* start *

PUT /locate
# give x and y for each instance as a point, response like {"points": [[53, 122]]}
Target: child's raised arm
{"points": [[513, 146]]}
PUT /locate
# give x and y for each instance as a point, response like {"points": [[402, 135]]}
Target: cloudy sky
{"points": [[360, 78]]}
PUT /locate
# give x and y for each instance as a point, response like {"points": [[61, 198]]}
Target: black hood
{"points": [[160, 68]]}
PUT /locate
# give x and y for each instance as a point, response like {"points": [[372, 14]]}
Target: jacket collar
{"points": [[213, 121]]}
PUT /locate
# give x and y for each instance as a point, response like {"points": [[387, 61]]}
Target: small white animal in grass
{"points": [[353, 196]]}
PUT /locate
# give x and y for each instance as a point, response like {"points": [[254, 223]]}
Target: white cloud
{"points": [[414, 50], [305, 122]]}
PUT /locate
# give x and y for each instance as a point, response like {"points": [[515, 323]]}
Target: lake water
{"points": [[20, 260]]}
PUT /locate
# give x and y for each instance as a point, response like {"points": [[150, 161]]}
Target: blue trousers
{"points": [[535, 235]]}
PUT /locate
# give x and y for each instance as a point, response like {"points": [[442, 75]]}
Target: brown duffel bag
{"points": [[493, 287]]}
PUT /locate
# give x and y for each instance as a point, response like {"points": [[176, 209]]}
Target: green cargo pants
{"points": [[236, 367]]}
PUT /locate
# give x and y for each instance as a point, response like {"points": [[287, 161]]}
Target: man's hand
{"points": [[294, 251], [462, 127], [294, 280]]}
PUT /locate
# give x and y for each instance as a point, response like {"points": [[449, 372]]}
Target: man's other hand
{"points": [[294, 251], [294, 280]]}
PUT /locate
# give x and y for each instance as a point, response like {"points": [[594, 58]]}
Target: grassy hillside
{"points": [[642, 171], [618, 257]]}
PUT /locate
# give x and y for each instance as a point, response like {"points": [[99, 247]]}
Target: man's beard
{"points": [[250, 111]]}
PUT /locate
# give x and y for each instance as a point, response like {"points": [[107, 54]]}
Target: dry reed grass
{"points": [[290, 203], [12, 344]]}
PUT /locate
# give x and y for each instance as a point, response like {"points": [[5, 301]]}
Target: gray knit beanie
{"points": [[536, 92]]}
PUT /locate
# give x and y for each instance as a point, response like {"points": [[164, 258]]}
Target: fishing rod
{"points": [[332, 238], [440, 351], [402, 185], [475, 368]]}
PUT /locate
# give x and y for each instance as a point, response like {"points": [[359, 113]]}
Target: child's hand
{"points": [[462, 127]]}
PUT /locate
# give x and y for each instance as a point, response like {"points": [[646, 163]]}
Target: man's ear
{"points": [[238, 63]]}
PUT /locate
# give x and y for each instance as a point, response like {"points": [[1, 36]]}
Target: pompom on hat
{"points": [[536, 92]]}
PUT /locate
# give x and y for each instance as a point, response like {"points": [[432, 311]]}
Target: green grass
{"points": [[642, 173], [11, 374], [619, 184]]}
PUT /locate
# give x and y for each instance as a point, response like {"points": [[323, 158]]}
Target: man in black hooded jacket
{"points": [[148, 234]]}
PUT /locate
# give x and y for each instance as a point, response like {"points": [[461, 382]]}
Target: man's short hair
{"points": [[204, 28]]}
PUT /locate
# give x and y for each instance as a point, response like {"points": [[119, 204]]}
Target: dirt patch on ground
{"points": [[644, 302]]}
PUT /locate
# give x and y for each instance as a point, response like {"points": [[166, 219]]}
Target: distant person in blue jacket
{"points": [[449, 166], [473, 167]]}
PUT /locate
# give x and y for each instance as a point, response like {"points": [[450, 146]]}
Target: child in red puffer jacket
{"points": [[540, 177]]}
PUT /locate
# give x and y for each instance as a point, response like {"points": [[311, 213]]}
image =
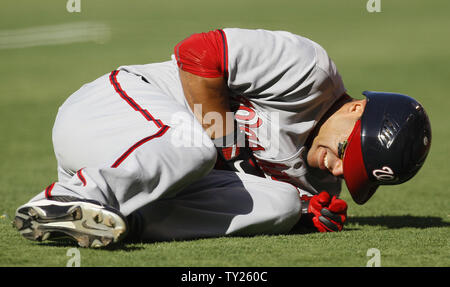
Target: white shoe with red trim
{"points": [[88, 222]]}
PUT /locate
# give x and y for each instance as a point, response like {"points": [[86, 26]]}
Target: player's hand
{"points": [[328, 214], [234, 154]]}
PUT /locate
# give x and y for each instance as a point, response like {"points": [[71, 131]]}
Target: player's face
{"points": [[329, 144]]}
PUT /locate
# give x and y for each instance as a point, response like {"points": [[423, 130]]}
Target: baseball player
{"points": [[243, 132]]}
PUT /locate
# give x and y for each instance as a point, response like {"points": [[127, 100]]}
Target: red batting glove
{"points": [[329, 214]]}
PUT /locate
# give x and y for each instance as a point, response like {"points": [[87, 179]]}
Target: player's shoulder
{"points": [[295, 45]]}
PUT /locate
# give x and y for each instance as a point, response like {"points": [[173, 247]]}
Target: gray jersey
{"points": [[284, 84]]}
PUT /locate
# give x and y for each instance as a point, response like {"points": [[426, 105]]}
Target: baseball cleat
{"points": [[88, 222]]}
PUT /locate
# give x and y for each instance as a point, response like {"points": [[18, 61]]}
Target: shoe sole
{"points": [[88, 224]]}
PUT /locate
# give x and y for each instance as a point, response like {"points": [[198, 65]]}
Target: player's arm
{"points": [[202, 62], [208, 98]]}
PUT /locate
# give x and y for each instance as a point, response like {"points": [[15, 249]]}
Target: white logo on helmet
{"points": [[384, 174]]}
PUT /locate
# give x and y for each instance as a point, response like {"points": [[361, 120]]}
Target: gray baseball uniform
{"points": [[130, 140]]}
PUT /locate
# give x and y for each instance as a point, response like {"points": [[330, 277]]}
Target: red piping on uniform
{"points": [[161, 132], [48, 190], [81, 177], [162, 127]]}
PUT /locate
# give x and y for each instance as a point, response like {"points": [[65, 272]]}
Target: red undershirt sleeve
{"points": [[204, 54]]}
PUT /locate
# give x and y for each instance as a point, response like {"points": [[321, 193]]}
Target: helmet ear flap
{"points": [[390, 146]]}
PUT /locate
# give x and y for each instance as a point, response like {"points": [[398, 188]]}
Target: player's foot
{"points": [[88, 222]]}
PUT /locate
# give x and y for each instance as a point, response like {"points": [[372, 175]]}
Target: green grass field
{"points": [[405, 48]]}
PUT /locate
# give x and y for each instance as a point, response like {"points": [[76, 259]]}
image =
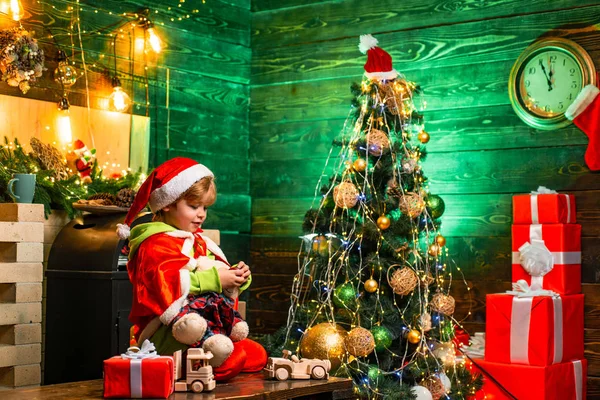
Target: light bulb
{"points": [[63, 122], [65, 74], [118, 100], [12, 8], [154, 40]]}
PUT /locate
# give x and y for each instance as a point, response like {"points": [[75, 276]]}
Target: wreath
{"points": [[21, 59]]}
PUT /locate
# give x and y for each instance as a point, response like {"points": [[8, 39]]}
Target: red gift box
{"points": [[563, 241], [564, 381], [134, 378], [540, 330], [543, 209]]}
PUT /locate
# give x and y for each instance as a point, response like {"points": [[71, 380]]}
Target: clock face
{"points": [[549, 82]]}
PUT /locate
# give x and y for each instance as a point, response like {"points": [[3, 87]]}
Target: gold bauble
{"points": [[403, 281], [360, 164], [360, 342], [325, 341], [383, 222], [377, 142], [414, 336], [442, 303], [411, 204], [434, 249], [345, 195], [427, 279], [440, 240], [435, 386], [371, 285]]}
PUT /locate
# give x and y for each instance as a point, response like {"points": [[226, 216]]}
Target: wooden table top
{"points": [[244, 386]]}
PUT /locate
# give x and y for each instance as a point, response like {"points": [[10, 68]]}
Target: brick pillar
{"points": [[21, 256]]}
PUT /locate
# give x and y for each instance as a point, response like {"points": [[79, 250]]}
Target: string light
{"points": [[12, 8]]}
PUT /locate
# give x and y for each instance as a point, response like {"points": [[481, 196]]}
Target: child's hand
{"points": [[245, 269], [230, 278]]}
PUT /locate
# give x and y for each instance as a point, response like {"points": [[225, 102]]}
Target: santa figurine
{"points": [[82, 159]]}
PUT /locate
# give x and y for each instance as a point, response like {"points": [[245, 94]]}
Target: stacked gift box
{"points": [[534, 334]]}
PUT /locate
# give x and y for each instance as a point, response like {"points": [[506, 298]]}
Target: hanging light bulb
{"points": [[65, 74], [152, 38], [118, 100], [12, 8], [63, 122]]}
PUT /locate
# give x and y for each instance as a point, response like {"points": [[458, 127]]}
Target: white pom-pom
{"points": [[366, 42], [123, 231]]}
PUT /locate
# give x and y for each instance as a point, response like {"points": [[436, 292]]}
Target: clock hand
{"points": [[546, 75]]}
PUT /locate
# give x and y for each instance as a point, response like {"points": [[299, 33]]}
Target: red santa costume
{"points": [[163, 267]]}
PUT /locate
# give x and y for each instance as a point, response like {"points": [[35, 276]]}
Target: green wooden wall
{"points": [[204, 70], [304, 58]]}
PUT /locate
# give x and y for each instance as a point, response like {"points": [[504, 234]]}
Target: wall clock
{"points": [[546, 79]]}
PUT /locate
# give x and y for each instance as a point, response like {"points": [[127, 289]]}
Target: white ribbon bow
{"points": [[476, 347], [135, 353], [522, 289], [535, 258], [543, 190]]}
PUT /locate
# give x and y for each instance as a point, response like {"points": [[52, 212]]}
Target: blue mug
{"points": [[22, 187]]}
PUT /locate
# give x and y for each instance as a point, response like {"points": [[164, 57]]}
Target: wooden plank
{"points": [[477, 215], [265, 5], [478, 42], [314, 100], [494, 171], [353, 18], [477, 128], [204, 133]]}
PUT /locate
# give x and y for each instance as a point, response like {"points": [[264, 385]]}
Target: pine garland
{"points": [[51, 192]]}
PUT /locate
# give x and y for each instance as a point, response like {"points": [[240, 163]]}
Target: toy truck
{"points": [[198, 373], [282, 368]]}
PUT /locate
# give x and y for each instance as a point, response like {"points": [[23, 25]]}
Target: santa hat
{"points": [[164, 186], [379, 62], [585, 113]]}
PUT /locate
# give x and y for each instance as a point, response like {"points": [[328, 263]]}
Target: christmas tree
{"points": [[372, 289]]}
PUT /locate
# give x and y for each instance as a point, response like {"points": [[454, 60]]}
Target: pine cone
{"points": [[125, 197], [108, 198]]}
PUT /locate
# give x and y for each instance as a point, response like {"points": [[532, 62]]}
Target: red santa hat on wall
{"points": [[379, 62], [585, 113], [164, 186]]}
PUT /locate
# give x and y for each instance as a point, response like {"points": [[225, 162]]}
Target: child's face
{"points": [[185, 215]]}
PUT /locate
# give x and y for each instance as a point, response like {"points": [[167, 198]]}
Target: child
{"points": [[178, 274]]}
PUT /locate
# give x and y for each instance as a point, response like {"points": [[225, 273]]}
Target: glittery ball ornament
{"points": [[360, 342], [344, 296], [345, 195], [383, 222], [403, 281], [325, 341], [436, 205], [442, 303], [371, 285], [360, 164], [413, 336], [383, 337], [411, 204], [377, 142], [440, 240]]}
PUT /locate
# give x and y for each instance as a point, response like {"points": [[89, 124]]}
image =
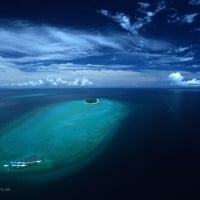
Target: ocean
{"points": [[152, 152]]}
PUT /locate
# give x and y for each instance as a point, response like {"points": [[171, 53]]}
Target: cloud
{"points": [[189, 18], [23, 43], [178, 79], [143, 8], [194, 2], [122, 19], [54, 82]]}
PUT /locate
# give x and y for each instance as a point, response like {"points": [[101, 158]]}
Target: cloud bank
{"points": [[178, 79]]}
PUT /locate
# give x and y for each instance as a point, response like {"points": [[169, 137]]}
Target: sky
{"points": [[91, 43]]}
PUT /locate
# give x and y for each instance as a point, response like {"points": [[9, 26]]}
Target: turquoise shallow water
{"points": [[63, 137]]}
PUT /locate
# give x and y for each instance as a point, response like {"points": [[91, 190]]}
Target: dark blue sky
{"points": [[99, 43]]}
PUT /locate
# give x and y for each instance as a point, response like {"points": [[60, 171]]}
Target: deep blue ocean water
{"points": [[154, 154]]}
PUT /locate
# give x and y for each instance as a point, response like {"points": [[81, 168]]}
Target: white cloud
{"points": [[189, 18], [178, 79], [194, 2], [125, 22], [54, 82], [25, 43]]}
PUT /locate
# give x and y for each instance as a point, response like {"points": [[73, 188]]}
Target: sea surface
{"points": [[154, 152]]}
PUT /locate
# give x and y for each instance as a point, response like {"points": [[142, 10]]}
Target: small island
{"points": [[91, 101]]}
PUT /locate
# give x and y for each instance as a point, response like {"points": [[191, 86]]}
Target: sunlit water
{"points": [[57, 139]]}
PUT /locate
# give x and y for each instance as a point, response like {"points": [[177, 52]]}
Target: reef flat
{"points": [[58, 139]]}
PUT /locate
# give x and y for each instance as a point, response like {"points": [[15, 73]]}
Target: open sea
{"points": [[154, 152]]}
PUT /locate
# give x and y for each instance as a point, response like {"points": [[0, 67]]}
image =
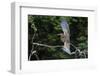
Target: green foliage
{"points": [[46, 30]]}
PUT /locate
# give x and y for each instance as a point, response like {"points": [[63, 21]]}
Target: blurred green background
{"points": [[46, 30]]}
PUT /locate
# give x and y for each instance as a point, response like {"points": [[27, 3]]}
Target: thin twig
{"points": [[47, 45]]}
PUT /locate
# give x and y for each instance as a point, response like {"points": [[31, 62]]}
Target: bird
{"points": [[65, 37]]}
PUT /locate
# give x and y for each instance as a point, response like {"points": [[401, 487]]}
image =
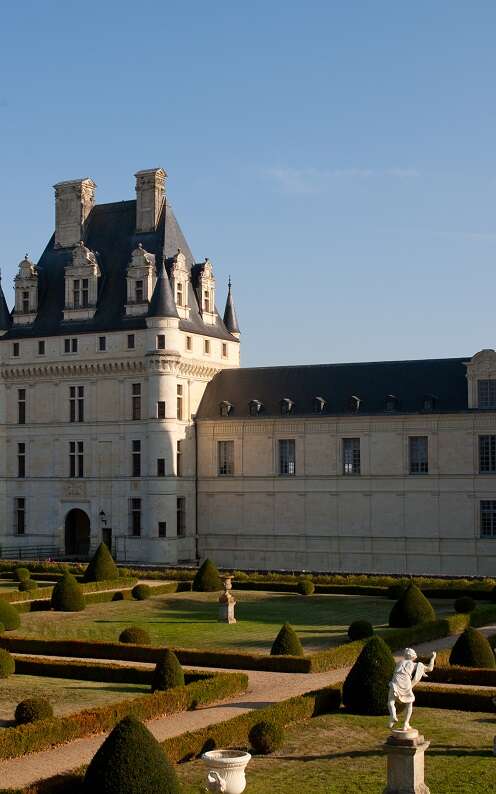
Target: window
{"points": [[135, 510], [287, 456], [136, 401], [181, 516], [76, 403], [225, 458], [20, 515], [419, 454], [76, 459], [487, 454], [136, 456], [21, 460], [351, 456], [488, 518], [21, 406], [486, 393]]}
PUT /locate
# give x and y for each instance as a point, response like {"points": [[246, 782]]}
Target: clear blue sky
{"points": [[336, 158]]}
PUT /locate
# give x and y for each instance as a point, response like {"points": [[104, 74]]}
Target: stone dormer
{"points": [[81, 284], [26, 293], [140, 278]]}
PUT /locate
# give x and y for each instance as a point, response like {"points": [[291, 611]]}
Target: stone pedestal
{"points": [[405, 753]]}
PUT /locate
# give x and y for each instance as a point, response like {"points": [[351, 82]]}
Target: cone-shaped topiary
{"points": [[168, 673], [9, 616], [287, 643], [411, 608], [67, 595], [472, 649], [101, 566], [130, 761], [365, 690], [207, 578]]}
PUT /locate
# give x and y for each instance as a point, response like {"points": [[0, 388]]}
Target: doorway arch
{"points": [[77, 533]]}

* end *

Extract each line from the items above that contains the word "child".

Target: child's raised arm
Target: child's hand
Target: child in red puffer jacket
Target: child's hand
Target: child's face
Target: child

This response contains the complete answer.